=== Records supplied ===

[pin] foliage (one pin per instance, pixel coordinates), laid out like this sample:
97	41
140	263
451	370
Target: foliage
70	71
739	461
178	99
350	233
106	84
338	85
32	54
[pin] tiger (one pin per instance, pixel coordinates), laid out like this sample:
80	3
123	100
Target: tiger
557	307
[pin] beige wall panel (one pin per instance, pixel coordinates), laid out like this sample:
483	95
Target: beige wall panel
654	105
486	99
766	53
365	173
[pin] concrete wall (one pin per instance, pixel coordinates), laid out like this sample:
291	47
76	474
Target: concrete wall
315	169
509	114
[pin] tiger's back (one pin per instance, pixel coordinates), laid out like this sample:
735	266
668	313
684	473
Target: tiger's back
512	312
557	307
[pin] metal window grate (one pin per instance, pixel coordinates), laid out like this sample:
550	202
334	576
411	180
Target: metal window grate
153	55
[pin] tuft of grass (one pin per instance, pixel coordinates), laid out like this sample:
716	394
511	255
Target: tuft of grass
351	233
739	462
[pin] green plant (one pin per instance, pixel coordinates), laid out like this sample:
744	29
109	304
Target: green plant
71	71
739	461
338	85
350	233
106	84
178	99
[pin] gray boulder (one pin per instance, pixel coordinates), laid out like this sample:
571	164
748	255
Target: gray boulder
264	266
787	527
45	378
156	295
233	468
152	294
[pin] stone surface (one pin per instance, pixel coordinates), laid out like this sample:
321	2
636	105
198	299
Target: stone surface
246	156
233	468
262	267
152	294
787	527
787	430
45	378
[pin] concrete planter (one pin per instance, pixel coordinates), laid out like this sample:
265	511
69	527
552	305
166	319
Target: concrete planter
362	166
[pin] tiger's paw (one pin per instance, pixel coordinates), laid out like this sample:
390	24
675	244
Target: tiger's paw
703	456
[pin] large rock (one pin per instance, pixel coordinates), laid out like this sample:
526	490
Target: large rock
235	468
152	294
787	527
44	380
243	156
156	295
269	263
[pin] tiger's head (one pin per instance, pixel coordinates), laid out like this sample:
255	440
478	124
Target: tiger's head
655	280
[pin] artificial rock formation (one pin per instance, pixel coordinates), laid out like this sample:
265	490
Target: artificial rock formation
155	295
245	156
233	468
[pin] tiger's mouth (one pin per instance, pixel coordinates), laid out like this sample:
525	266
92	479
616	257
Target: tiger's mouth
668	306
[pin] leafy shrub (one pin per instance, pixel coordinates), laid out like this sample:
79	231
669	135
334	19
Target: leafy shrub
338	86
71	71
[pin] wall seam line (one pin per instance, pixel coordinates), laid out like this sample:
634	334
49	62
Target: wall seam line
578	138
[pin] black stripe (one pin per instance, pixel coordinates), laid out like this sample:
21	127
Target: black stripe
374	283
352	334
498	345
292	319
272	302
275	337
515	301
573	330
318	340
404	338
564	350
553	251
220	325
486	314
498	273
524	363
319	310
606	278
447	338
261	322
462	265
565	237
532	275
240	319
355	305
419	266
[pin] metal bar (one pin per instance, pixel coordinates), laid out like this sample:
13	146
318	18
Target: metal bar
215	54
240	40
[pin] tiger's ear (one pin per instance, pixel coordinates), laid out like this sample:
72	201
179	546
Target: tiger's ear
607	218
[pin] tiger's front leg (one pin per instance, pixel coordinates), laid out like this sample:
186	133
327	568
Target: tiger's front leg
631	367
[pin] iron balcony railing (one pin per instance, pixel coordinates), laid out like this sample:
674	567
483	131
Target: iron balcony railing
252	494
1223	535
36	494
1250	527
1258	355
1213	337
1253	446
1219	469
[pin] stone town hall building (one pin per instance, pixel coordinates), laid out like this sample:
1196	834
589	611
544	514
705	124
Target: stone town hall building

===

## Brief
Recopy the entries above in their entirety, exactly.

## Result
[pin] foliage (one pin per instance, pixel coordinates), laid out like this sample:
97	41
140	263
451	370
Target: foliage
70	71
739	461
178	99
350	233
106	84
338	85
32	54
[pin] tiger (one pin per instance, pixel coordinates), laid out like this sample:
80	3
123	100
Target: tiger
557	307
[pin] beige wall panel (one pin per instance, pixel coordinates), laid out like this sample:
483	95
Target: beige wall panel
654	105
486	99
766	53
365	173
[pin] concrete wall (one pin per instance, pixel coordinates), laid out like this sample:
291	47
76	474
Target: concrete wall
315	169
509	114
[pin] tiger's back (one pin per instance, pixel coordinates), laid out like this sample:
735	266
668	313
684	473
Target: tiger's back
512	312
557	307
[pin] metal window grate (one pin per instance, pixel coordinates), laid out like this sample:
550	202
334	576
411	180
Target: metal window grate
153	55
[pin] tuft of grass (one pin per instance, pixel coordinates), laid out like this sample:
716	394
511	255
Target: tuft of grass
351	233
739	462
[pin] green plant (one pin per instance, pixel coordinates), laid out like this sample:
744	29
109	304
Target: green plant
71	71
739	461
338	85
350	233
106	84
178	99
[pin] gray boulder (one pin per instance, pixel coordinates), laid out like this sample:
571	164
748	255
Target: gray boulder
264	266
787	527
45	378
156	295
233	468
152	294
[pin] stone surface (one pin per instance, pixel coordinates), laid out like this sample:
321	2
636	105
198	299
Target: stone surface
246	156
233	468
262	267
152	294
787	527
787	430
45	378
[pin] concrete planter (one pin per instance, pixel coordinates), laid out like this sample:
265	511
69	527
552	305
166	319
Target: concrete planter
362	166
[pin] tiger's paw (one pin per instance, pixel coordinates), laid out like this sample:
390	24
675	244
Target: tiger's paw
703	456
[pin] large rock (one pin per instance, pixel coordinates), laid out like this sample:
526	490
Target: large rock
235	468
152	294
787	527
44	380
243	156
156	295
269	263
[pin] tiger's head (one pin per instance, pixel coordinates), laid out like this sample:
255	440
478	124
Target: tiger's head
655	280
[pin] artificial rock formation (one pin per instance, pixel coordinates), laid out like this sample:
265	490
Target: artificial rock formation
155	295
245	156
233	468
[pin] tiger's mouth (one pin per instance, pixel coordinates), laid out like this sample:
525	266
92	479
616	257
Target: tiger's mouth
668	306
[pin] leafy shrub (one pin per instance, pixel coordinates), laid out like this sample:
79	231
669	135
334	19
Target: leafy shrub
338	86
71	71
[pin] wall seam line (one pin per instance, pixel coordinates), laid out like this sample:
634	334
49	62
Target: wall seam line
578	138
[pin] black stripe (one pin per instance, pixel coordinates), laid out like this sample:
21	127
Target: black stripe
374	283
352	334
498	345
292	319
272	302
275	337
515	301
573	330
318	340
404	338
564	350
553	251
220	325
486	314
498	273
524	363
319	310
606	278
447	338
261	322
462	265
565	237
532	275
240	319
355	305
419	266
[pin] metal bar (one pin per instance, pixel coordinates), laid out like this sample:
13	146
318	18
Target: metal bar
215	54
240	40
[pin] tiger's ear (one pin per instance, pixel coordinates), laid out like this sample:
72	201
179	546
Target: tiger's ear
607	218
[pin] tiger's front leg (one pin per instance, pixel coordinates), laid out like this sample:
186	133
327	568
Target: tiger's front leg
631	367
[pin] iron balcony railing (one pin per instance, pixel coordinates), laid out like this sample:
674	567
483	131
Target: iron balcony railing
252	494
1223	535
36	494
1250	527
1258	355
1213	337
1253	446
1219	469
[pin] stone town hall building (one pin per instance, pixel coordinates), laid out like this sample:
1196	834
589	611
544	514
705	124
Target: stone town hall building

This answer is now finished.